TEXT SHOWN
Five Things to Consider When Outsourcing Your Credentialing Process
Provider enrollment & credentialing can be a long, challenging, and often error-prone process requiring a significant investment in time from your staff. Community Health Centers (CHCs) often struggle with this important function while trying to keep the process in-house. However, this highly specialized, full-time responsibility often falls to someone at your CHC with little or no experience or becomes a secondary responsibility for already busy human resources or billing teams. Either way, the risk to your bottom line is very real.
For those who cannot find the right internal staff or who have limited resources, hiring an outside firm to complete and maintain enrollment & payer credentialing may seem like a luxury, however, that is not always the case. Consider the fact that the ROI for the price of enrollment/payer credentialing service is usually equal to 10-12 paid visits for the newly enrolled provider. In other words, national UDS data shows CHCs make about $177 per visit. Only 10-12 visits paid equals $1,500- $1,800. Therefore, a service costing about this much money pays for itself within 10-12 visits. In truth, the peace of mind for getting it done right and in a timely manner is priceless.
So, if you are thinking about reaching out to credentialing firms to explore your options, here are five things to keep in mind throughout the process.
Community Health Center Experience is Critical
On the billing side of things, FQHCs and CHCs are unique… and this holds true when it comes to provider enrollment & credentialing. It is so important to ask if prospective vendors have experience working directly with FQHCs and CHCs. Do not be afraid to ask questions. Does the company understand the nuances and challenges that make FQHCs unique? Have they worked with submitting Medicare Part A and Part B applications? Do they have a comprehensive understanding of state-specific payers and how to optimize the application process? Are they asking the right questions when speaking with payers to ensure that the enrollment is handled accurately for your CHC? If you are not satisfied with how they answer these questions, keep looking until you find a company that understands the distinct needs of an FQHC.
Find a Partner…Not Just a Vendor
Let’s consider the difference between a vendor and a partner. A vendor is typically a company that offers a service or product for sale.
It is generally a simple relationship where the vendor provides a specific service in exchange for a specific amount of money. Vendors will price themselves in lower margins because the relationships are more transactional and do not scale over time.
Partners focus on having a meaningful impact on your business and on adding value. They are subject matter experts and strategists that want to invest in long-term relationships with a focus on building trust and operating with transparency. While you may have various staff members handling enrollment and credentialing today, a partner is an expert in this area. They have experienced success and failures over the years and can share the benefit of their wisdom with their clients.
It is Tempting to Select the Lowest Priced Vendor…But be Careful
Did you find a firm that is far less expensive than others or is willing to offer you a significant discount? We mentioned earlier that credentialing is not easy, and we all know that recruiting and retaining well-trained employees costs money. So, you must wonder how these companies can maintain knowledgeable and experienced staff? As you review your options, you should consider the cost of internal staffing, as well as revenue lost when your providers are not properly enrolled with payers. Your billing department should be able to provide you with a report showing enrollment-related denials.

ACTIVITY
Continue the article on outsourcing credentialing for community health centers, starting right after its last sentence.

RECORD EXCERPTS
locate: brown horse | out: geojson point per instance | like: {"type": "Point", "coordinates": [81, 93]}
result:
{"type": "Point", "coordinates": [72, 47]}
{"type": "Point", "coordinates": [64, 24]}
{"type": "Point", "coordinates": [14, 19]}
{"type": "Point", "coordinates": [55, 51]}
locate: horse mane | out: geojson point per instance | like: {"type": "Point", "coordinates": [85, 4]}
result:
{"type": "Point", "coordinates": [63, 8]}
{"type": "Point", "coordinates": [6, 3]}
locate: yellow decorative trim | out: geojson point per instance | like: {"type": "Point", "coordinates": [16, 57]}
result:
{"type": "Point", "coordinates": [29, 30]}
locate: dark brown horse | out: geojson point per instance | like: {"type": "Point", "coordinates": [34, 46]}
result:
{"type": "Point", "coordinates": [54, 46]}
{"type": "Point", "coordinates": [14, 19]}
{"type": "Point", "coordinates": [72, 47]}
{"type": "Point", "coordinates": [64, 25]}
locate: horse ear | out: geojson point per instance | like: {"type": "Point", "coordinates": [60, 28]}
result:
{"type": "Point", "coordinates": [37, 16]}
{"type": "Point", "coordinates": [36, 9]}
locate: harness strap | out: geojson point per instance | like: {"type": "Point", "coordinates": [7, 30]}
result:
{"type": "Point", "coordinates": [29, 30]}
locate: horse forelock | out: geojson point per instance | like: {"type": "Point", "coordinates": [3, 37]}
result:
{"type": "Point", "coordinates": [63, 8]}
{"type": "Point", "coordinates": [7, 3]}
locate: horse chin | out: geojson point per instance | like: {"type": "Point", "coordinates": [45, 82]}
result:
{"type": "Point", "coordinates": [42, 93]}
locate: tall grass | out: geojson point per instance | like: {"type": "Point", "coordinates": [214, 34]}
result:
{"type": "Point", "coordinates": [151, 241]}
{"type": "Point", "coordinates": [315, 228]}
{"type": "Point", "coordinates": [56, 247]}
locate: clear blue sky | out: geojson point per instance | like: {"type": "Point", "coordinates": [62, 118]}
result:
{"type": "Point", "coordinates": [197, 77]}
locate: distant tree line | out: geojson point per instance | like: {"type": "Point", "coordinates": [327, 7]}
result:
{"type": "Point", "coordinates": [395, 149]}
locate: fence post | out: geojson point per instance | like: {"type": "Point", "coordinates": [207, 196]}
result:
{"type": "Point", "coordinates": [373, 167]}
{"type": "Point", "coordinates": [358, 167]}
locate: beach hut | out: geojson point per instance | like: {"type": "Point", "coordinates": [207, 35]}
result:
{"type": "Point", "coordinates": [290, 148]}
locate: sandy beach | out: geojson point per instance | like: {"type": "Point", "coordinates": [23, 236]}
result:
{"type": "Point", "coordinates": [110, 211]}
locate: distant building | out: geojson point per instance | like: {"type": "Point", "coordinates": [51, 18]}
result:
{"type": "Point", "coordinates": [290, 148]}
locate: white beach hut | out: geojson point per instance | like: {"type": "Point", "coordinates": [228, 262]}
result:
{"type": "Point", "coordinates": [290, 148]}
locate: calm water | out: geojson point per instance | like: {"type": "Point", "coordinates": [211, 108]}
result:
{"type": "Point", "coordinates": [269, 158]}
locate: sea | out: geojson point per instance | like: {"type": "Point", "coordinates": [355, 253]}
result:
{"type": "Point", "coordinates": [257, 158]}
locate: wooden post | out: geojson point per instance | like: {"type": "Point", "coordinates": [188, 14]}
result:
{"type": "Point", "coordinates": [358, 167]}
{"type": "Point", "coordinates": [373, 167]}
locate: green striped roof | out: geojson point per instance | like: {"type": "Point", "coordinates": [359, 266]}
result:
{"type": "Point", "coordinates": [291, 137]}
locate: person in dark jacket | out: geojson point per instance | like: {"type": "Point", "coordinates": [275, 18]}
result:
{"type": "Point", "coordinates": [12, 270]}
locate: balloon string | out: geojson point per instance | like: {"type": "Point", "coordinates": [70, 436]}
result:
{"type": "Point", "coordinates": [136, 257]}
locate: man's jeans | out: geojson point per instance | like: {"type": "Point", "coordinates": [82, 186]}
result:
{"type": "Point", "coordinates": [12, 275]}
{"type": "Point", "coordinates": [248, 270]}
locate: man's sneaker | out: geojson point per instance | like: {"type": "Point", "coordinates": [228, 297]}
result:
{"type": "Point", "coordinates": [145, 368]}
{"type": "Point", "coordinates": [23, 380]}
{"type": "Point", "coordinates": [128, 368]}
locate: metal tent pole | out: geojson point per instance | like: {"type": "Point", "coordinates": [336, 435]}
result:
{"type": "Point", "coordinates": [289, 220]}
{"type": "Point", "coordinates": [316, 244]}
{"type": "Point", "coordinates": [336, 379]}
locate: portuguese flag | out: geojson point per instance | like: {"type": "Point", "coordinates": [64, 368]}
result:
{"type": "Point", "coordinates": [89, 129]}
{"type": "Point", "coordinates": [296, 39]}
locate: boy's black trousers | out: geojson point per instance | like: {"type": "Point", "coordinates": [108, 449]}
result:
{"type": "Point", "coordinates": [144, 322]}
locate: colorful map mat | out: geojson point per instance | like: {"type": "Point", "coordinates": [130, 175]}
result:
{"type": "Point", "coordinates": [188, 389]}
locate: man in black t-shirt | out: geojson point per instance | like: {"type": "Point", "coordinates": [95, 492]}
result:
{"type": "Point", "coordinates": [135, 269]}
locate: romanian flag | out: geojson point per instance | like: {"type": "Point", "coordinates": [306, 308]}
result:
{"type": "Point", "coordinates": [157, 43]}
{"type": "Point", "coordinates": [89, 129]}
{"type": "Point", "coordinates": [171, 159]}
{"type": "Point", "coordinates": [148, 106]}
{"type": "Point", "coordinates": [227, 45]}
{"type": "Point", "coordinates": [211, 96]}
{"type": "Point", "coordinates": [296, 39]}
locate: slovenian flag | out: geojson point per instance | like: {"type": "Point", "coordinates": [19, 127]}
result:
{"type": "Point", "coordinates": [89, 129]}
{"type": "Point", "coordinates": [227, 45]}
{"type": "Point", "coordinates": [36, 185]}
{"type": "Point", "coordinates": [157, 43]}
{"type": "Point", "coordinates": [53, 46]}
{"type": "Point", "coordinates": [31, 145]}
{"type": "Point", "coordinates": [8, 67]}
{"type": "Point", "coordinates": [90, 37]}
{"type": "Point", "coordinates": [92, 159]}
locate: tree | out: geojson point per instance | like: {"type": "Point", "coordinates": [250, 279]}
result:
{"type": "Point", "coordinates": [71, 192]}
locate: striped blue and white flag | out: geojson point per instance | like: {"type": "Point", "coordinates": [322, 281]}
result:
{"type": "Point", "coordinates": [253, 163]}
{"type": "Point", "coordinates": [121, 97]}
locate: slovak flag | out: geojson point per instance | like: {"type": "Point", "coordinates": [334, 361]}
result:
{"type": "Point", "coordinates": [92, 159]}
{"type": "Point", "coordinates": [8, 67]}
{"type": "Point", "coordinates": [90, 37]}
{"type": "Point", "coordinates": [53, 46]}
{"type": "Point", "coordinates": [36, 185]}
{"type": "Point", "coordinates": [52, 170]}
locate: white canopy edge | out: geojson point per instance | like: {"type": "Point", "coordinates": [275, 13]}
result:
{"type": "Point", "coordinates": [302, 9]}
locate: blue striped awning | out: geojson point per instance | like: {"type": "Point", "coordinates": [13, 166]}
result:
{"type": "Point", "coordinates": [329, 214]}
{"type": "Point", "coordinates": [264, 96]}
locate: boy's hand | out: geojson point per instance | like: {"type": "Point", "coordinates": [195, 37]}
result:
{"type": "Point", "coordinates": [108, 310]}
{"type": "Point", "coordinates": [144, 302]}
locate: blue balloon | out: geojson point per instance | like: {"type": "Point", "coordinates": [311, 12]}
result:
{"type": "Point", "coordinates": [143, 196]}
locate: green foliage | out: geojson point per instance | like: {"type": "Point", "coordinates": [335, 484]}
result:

ANSWER TO THIS PROBLEM
Ongoing Communications Builds Trust
How important is it to you that you are kept in the loop by your provider enrollment and credentialing partner? Most FQHCs would answer, “very important.” Many clients come to us after an unsatisfying experience with a previous vendor who did not provide status updates regularly or at all. They thought everything was being handled when in reality; the work was falling by the wayside. Find out what kind of reports the vendor provides and how often they provide these reports. At PMG Credentialing, we find that recurring conference calls with CHC clients provide transparency and help ensure that we meet and exceed their expectations.
Make sure that as part of your review process, you talk about how your reporting will work and if you will have access to a dedicated account manager as well as regularly scheduled meetings.
Specialty or Start-Up?
There are a good number of credentialing companies that have popped up across the country, many of them being small, specialty operations. The concept seems so appealing, a small firm that promises that YOU are their only client and they do not take on more work than what they can manage. While a small firm is not necessarily a deal-breaker you do need to be sure to ask for references, especially FQHC references. As we mentioned before, they must understand the unique challenges of the FQHC world. The last thing you want to discover down the road is that they have no experience and are using your health center to learn the business. You also need to certify that they can handle the volume of work necessary at your CHC. You should inquire about the size of their other clients, the number of staff assigned to each account, and what guarantees they offer to ensure you receive the level of service you deserve.
In the end, you have to make the decision that makes the most sense both fiscally and operationally for your health center. Making an investment in your enrollment and credentialing process today can have a significant impact on your revenue cycle tomorrow. Keeping these tips in mind will help give you some assurance that you are making the best decision for your FQHCs future success.